DOCUMENT SEGMENT:
☆ ☆ ☆ ☆ ☆ ☆ ☆
Thu. Jul 25th, 2024

World Food Day: NGO Advocates Water Management To Boost Food Production, Nutrition

By Justina Auta

An international NGO, Global Alliance for Improved Nutrition (GAIN), on Monday called for effective water management to boost food production, food security and nutrition in Nigeria.

Mr Micheal Ojo, the Country Director, GAIN, made the appeal while addressing newsmen in Abuja in commemoration of the 2023 World Food Day, themed: “Water is Life, Water is Food. Leave No One Behind”.

Ojo noted that water availability was being threatened by urbanisation, poor management, pollution and climate change, underscoring the need for water management to ensure food security, and by extension nutrition.

“With Food Systems activities accounting for about 72 per cent of global freshwater withdrawals, which is required for crop cultivation, animal husbandry and food production.

“It has become extremely important to manage and reduce water use by agriculture, food and other land uses (AFOLU).

“There is need for increased public awareness on the necessity for water management in a world where water availability is being threatened by urbanisation, poor management, pollution and climate change.

“We believe that access to clean water is not only essential for survival but also plays a vital role in ensuring food security and better diets for all,” he said.

Ojo said GAIN has promoted adoption of sustainable agricultural practices, reduce the impact of these pressures on the integrated systems of land, soil and water which are being strained to their limits in the country.

“One of the biggest challenges we face today is increasing food production to meet the needs of an increasing population while using less water, so it is critical to improve the productivity, efficiency and environmental impact of how we use water in our food system.
☆ ☆ ☆ ☆ ☆ ☆ ☆
Records from a data source

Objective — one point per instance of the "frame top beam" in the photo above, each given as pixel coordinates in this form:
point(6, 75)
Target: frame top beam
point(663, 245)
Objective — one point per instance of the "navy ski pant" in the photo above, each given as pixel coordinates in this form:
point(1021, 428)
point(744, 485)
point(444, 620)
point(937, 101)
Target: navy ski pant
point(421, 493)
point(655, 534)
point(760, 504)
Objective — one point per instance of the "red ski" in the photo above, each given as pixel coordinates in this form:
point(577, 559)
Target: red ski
☆ ☆ ☆ ☆ ☆ ☆ ☆
EXERCISE 1:
In the World Food Day article, why has it become extremely important to manage and reduce water use by agriculture, food and other land uses? Answer in one to three sentences.
EXERCISE 2:
Please write out the World Food Day article word for word, from "Mr Micheal Ojo, the" to "land uses (AFOLU).".
EXERCISE 3:
Carry on the World Food Day article on water management from the point where it stops.

EXERCISE RESPONSE 1:
Food systems activities account for about 72 per cent of global freshwater withdrawals. That water is needed for crop cultivation, animal husbandry and food production.

EXERCISE RESPONSE 2:
Mr Micheal Ojo, the Country Director, GAIN, made the appeal while addressing newsmen in Abuja in commemoration of the 2023 World Food Day, themed: “Water is Life, Water is Food. Leave No One Behind”.

Ojo noted that water availability was being threatened by urbanisation, poor management, pollution and climate change, underscoring the need for water management to ensure food security, and by extension nutrition.

“With Food Systems activities accounting for about 72 per cent of global freshwater withdrawals, which is required for crop cultivation, animal husbandry and food production.

“It has become extremely important to manage and reduce water use by agriculture, food and other land uses (AFOLU).

EXERCISE RESPONSE 3:
“Consequently, we have been deliberate about building the capacities of food producers and processors we support on a wide range of water conservation methods such as adaptive farming techniques and improved water efficiency in their processes to mitigate these challenges,” he added.

The country director also stressed the need for stronger coordination and synergies between water and food systems actors that would boost water, food security and nutrition strategies.

“Strategies should intentionally address the challenges faced by the most vulnerable, given that food insecurity and a lack of access to clean water are pushing millions of mothers and their children into hunger and severe malnutrition.

“Adolescent girls, women and children’s access to water, nutritious, safe, and affordable diets should be prioritised.

“We believe that together, we can work towards a future where no one is left behind in the journey towards a nourished and sustainable world.

“We can do this by promoting water resource management that is sustainable and efficient is critical to the future of food systems, human and planetary health,” he said.

Mr Godwin Ehiabhi, the Senior Project Manager, Supply Chains for Commercialisation, GAIN, said the organisation aimed at improving nutrition and food security by supporting sustainable food systems and improving access to nutritious food.

“We support, especially those are the grassroots, to ensure that they know the importance of nutrition by sensitising and creating access to these safe and nutritious foods,” he said.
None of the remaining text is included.